YOUR INSTRUCTIONS -> Locate every line in the listing below that contains the word "lawn", and copy each of those lines. Case counts.

[A run of records]
——

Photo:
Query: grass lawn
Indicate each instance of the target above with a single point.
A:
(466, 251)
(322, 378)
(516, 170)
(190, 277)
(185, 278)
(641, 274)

——

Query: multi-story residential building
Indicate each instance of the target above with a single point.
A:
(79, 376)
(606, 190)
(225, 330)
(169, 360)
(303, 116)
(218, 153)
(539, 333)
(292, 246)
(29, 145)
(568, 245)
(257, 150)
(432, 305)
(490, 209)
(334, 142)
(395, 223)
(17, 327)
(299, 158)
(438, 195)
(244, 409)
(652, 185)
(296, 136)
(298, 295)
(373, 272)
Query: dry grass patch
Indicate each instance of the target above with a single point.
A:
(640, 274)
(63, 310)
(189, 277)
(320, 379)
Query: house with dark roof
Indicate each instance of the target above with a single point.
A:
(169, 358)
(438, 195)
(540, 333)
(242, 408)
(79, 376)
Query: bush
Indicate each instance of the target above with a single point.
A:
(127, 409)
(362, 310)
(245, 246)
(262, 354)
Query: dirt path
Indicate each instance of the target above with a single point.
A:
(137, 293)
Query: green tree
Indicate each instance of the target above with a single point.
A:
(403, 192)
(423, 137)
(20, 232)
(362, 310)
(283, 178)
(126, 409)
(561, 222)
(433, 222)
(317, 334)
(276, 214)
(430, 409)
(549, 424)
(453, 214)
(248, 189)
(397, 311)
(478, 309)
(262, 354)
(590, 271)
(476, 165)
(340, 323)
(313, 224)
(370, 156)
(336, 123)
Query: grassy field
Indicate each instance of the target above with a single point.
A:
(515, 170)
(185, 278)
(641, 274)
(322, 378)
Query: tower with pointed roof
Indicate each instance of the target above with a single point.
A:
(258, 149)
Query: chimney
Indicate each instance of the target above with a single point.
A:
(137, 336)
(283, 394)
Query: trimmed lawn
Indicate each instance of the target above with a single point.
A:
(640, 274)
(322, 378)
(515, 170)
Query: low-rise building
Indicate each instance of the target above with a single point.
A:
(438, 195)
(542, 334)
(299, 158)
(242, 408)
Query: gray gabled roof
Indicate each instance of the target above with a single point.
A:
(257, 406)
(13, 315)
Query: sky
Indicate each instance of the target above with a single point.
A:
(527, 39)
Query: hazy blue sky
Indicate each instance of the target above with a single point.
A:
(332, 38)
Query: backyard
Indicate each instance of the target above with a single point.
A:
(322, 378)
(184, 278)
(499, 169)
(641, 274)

——

SOLUTION TO THE EXERCISE ->
Query: grass lawn
Query: trimmed lawn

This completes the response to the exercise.